Action item. Copy every entry word for word, but skip the pictures.

Material for the task.
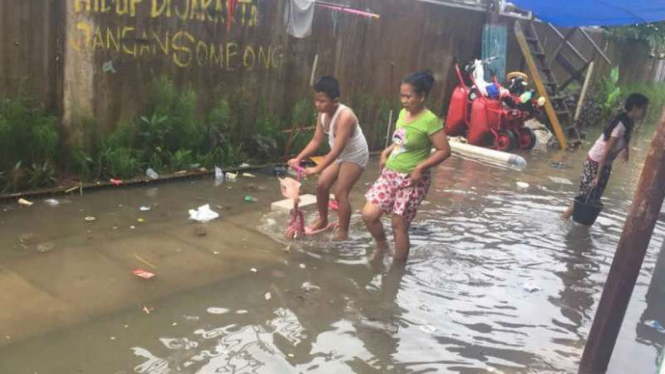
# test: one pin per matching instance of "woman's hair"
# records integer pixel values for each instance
(422, 82)
(329, 86)
(633, 101)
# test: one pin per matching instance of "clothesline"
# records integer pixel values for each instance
(346, 9)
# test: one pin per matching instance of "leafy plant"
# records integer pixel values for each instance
(83, 164)
(42, 175)
(652, 34)
(120, 163)
(609, 93)
(182, 159)
(16, 180)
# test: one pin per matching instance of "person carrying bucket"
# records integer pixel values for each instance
(346, 160)
(406, 166)
(614, 140)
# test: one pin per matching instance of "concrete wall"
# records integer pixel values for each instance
(113, 53)
(30, 49)
(113, 49)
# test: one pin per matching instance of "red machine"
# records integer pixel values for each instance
(493, 115)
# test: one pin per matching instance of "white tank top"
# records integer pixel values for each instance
(356, 149)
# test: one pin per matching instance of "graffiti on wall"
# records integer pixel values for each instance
(181, 46)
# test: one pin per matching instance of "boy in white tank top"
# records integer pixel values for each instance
(346, 160)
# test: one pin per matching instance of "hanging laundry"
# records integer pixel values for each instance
(230, 12)
(298, 17)
(346, 9)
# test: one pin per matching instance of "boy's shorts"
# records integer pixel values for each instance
(395, 193)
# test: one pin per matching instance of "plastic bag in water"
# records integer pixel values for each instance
(290, 188)
(203, 214)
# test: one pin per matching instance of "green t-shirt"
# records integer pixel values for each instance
(412, 144)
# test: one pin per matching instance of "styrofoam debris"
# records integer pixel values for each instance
(203, 214)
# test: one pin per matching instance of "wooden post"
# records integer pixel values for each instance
(585, 87)
(540, 87)
(628, 259)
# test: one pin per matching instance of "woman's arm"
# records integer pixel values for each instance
(601, 163)
(441, 153)
(311, 147)
(345, 126)
(384, 156)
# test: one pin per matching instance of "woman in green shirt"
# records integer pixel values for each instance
(405, 166)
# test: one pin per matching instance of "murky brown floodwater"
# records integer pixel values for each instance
(496, 282)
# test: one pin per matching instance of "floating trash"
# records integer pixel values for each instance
(531, 288)
(203, 214)
(428, 329)
(150, 173)
(45, 247)
(143, 274)
(309, 287)
(52, 202)
(655, 325)
(561, 180)
(215, 310)
(25, 202)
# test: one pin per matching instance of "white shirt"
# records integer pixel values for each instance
(596, 153)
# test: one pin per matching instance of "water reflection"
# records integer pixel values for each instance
(647, 329)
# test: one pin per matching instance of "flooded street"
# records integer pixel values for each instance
(496, 281)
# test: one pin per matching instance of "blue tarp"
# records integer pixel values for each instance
(569, 13)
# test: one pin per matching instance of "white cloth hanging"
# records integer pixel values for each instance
(298, 17)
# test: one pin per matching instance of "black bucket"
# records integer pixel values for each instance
(586, 212)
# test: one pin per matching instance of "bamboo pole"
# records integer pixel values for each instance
(628, 259)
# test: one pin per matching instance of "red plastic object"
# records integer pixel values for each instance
(485, 116)
(333, 205)
(456, 120)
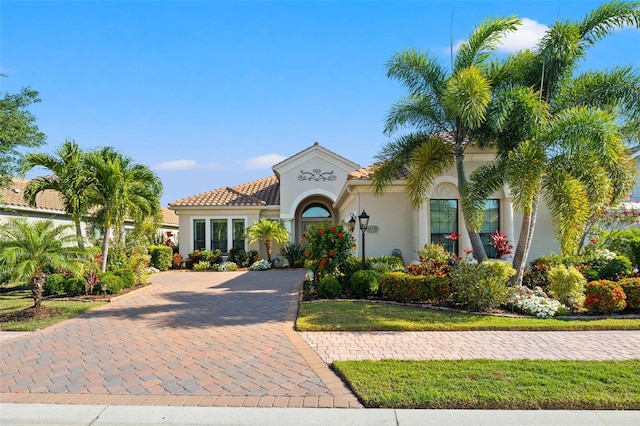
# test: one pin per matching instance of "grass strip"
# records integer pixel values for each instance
(368, 316)
(492, 384)
(19, 299)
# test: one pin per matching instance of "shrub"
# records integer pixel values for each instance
(329, 287)
(127, 275)
(405, 287)
(604, 296)
(225, 267)
(481, 287)
(294, 253)
(260, 265)
(54, 284)
(330, 245)
(364, 283)
(176, 261)
(631, 288)
(75, 286)
(615, 269)
(139, 264)
(567, 282)
(203, 265)
(161, 257)
(114, 284)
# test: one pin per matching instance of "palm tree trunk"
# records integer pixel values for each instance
(519, 258)
(76, 220)
(105, 249)
(37, 286)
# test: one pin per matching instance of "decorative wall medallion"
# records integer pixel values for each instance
(317, 175)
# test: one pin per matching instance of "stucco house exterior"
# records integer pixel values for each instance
(49, 205)
(317, 184)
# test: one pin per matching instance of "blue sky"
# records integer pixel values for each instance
(212, 94)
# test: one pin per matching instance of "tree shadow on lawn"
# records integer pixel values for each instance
(250, 298)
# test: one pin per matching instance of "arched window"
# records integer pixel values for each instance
(316, 211)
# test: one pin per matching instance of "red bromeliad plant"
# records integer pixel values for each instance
(328, 248)
(501, 243)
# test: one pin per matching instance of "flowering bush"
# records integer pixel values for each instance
(631, 288)
(404, 287)
(260, 265)
(328, 247)
(225, 267)
(538, 306)
(501, 243)
(604, 296)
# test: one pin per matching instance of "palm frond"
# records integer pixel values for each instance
(483, 40)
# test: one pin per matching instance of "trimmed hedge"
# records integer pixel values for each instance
(604, 296)
(161, 257)
(405, 287)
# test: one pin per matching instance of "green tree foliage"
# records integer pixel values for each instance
(29, 250)
(442, 107)
(18, 129)
(120, 188)
(69, 179)
(268, 231)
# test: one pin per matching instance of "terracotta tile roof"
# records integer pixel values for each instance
(12, 195)
(261, 192)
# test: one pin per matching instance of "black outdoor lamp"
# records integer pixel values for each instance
(352, 222)
(364, 224)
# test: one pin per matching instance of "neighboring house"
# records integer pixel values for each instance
(317, 184)
(49, 206)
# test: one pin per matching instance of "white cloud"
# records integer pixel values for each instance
(263, 161)
(526, 36)
(175, 165)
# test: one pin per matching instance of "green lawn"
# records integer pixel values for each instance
(490, 384)
(20, 298)
(368, 316)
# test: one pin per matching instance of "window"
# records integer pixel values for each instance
(444, 220)
(219, 235)
(199, 234)
(238, 233)
(490, 224)
(315, 211)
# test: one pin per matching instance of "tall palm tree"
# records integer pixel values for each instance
(538, 98)
(28, 250)
(443, 107)
(269, 231)
(69, 180)
(119, 189)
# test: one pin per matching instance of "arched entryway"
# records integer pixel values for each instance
(313, 210)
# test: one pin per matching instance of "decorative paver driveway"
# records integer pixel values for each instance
(216, 339)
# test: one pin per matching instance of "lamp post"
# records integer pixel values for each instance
(364, 224)
(352, 223)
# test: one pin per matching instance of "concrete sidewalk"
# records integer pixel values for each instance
(103, 415)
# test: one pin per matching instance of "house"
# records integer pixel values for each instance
(49, 205)
(317, 184)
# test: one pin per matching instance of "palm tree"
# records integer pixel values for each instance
(558, 130)
(28, 250)
(69, 180)
(443, 108)
(269, 231)
(119, 189)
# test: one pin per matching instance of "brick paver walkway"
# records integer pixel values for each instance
(206, 339)
(570, 345)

Completed task.
# test: one pin per matching instance of "woman's hair"
# records integer pixel values for each instance
(422, 82)
(329, 86)
(633, 101)
# test: one pin per matching instance of "clothesline"
# records integer pixel values for each instance
(346, 9)
# test: one pin per matching instance of "leafy plant"
# records integer pixel values for each instance
(83, 164)
(42, 175)
(652, 34)
(120, 163)
(609, 93)
(182, 159)
(16, 180)
# test: one pin per matching instance of "person carrying bucket"
# records integer pixel values for each instance
(346, 160)
(406, 166)
(614, 140)
# test: one pin per matching instance of "concrete wall"
# records integer pixel values for each instance
(113, 53)
(30, 49)
(113, 49)
# test: one pin per matching instance of "red machine"
# records integer pixel values for each instance
(493, 115)
# test: one pin per matching instance of "white tank top"
# records integer pixel values for each instance
(356, 149)
# test: one pin per matching instance of "graffiti on wall"
# records integer pixel values for each instance
(181, 46)
# test: one pin per matching instance of "boy in white tank top"
# records integer pixel values for each instance
(346, 160)
# test: one pin per matching instance of "hanging laundry"
# records integer pixel values for each instance
(230, 12)
(298, 17)
(346, 9)
# test: one pin per matching instance of "boy's shorts"
# records integer pixel values for each instance
(395, 193)
# test: one pin per matching instance of "plastic bag in water"
# records integer pixel values for each instance
(290, 188)
(203, 214)
# test: one pin per matching instance of "green t-shirt"
# records integer pixel values for each instance
(412, 144)
# test: one pin per matching instance of "styrofoam debris"
# records integer pixel values for each instance
(203, 214)
# test: one pin per matching instance of "wooden post"
# records integer pixel values for each instance
(585, 87)
(540, 87)
(628, 259)
# test: one pin per matching instance of "woman's arm"
# records integer pixel values for each instance
(601, 163)
(441, 153)
(311, 147)
(345, 126)
(384, 156)
# test: one pin per matching instance of "woman in green shirt"
# records integer pixel values for each instance
(405, 166)
# test: one pin per matching instance of "murky brown floodwater"
# records integer pixel values for each instance
(496, 282)
# test: one pin per matching instance of "floating trash"
# records integer pixel values for each instance
(531, 288)
(203, 214)
(428, 329)
(150, 173)
(45, 247)
(143, 274)
(309, 287)
(52, 202)
(655, 325)
(561, 180)
(215, 310)
(25, 202)
# test: one pin per matching instance of "white shirt"
# records integer pixel values for each instance
(596, 153)
# test: one pin per matching instance of "water reflection"
# records integer pixel values for each instance
(647, 329)
# test: one pin per matching instance of "flooded street"
# records integer pixel values for each instance
(496, 281)
# test: one pin per matching instance of "blue tarp"
# records integer pixel values for each instance
(569, 13)
# test: one pin per matching instance of "white cloth hanging"
# records integer pixel values for each instance
(298, 17)
# test: one pin per matching instance of "black bucket"
# records integer pixel values for each instance
(586, 212)
# test: one pin per matching instance of "bamboo pole"
# records integer pixel values for each instance
(628, 259)
# test: one pin per matching instance of "red plastic object"
# records integer pixel values for each instance
(485, 116)
(333, 205)
(456, 120)
# test: one pin per matching instance of "grass strip"
# records integer pixel values for each instance
(368, 316)
(492, 384)
(19, 299)
# test: one pin per matching instance of "shrub"
# records integer pixel values for each instance
(329, 287)
(127, 275)
(405, 287)
(604, 296)
(225, 267)
(481, 287)
(294, 253)
(260, 265)
(54, 284)
(330, 245)
(364, 283)
(176, 261)
(631, 288)
(75, 286)
(615, 269)
(139, 264)
(567, 282)
(203, 265)
(161, 257)
(114, 284)
# test: one pin per matching instance of "palm tree trunk"
# records integer pixel values for each instance
(519, 258)
(76, 220)
(105, 249)
(37, 286)
# test: one pin per matching instance of "decorative wall medallion"
# records integer pixel values for each instance
(317, 175)
# test: one pin per matching instance of "stucco house exterior"
# records integer pixel values for each instance
(49, 205)
(317, 184)
# test: one pin per matching instance of "blue sky"
# records integer pixel values for each instance
(212, 94)
# test: one pin per matching instance of "tree shadow on lawn"
# records integer pixel values for each instance
(250, 298)
# test: one pin per matching instance of "arched window"
# records integer pixel values for each instance
(316, 211)
# test: one pin per matching instance of "red bromeliad plant"
# records integer pixel values for each instance
(328, 248)
(501, 243)
# test: one pin per matching instance of "flowering bush"
# records integer pixel values for each instance
(631, 288)
(404, 287)
(260, 265)
(328, 247)
(225, 267)
(538, 306)
(501, 243)
(604, 296)
# test: one pin per matching instance of "palm frond"
# records integer pixel values for each instance
(483, 40)
# test: one pin per matching instance of "trimmed hedge"
# records integer pixel values for each instance
(604, 296)
(161, 257)
(405, 287)
# test: one pin per matching instance of "green tree foliage"
# records integer pixel values for each instance
(29, 250)
(442, 107)
(18, 129)
(120, 188)
(69, 179)
(268, 231)
# test: one pin per matching instance of "terracotta tile roof"
# records integer pixel values for each instance
(12, 195)
(261, 192)
# test: one pin per matching instance of "black outdoor lamp"
# records integer pixel values for each instance
(352, 222)
(364, 224)
# test: one pin per matching instance of "neighboring house"
# records integer pixel values for each instance
(317, 184)
(49, 206)
# test: one pin per matching instance of "white cloud"
# records integer pixel values for each instance
(263, 161)
(526, 36)
(175, 165)
# test: one pin per matching instance of "green lawn"
# records integer pixel values for each instance
(490, 384)
(20, 298)
(368, 316)
# test: one pin per matching instance of "window"
# records integer pixel values for each instance
(444, 220)
(219, 235)
(199, 234)
(238, 233)
(490, 224)
(315, 211)
# test: one pin per matching instance of "tall palm tree"
# records integer pixel values for each instance
(538, 98)
(28, 250)
(443, 107)
(269, 231)
(69, 180)
(119, 189)
# test: one pin per matching instance of "arched entryway"
# records integer pixel values for each instance
(313, 210)
# test: one pin per matching instance of "decorative paver driveway"
# records integer pixel values for each instance
(216, 339)
# test: one pin per matching instance of "lamp post"
# records integer pixel values for each instance
(364, 224)
(352, 223)
# test: one pin per matching instance of "concrete sidewalk"
# records integer pixel values for each instance
(103, 415)
# test: one pin per matching instance of "house"
# records integer pixel values for each instance
(49, 205)
(317, 184)
# test: one pin per matching instance of "palm tree"
# records integer pixel values for each instance
(558, 130)
(28, 250)
(69, 180)
(443, 108)
(269, 231)
(119, 189)
# test: one pin per matching instance of "brick paver walkway"
# records integer pixel values for each instance
(206, 339)
(570, 345)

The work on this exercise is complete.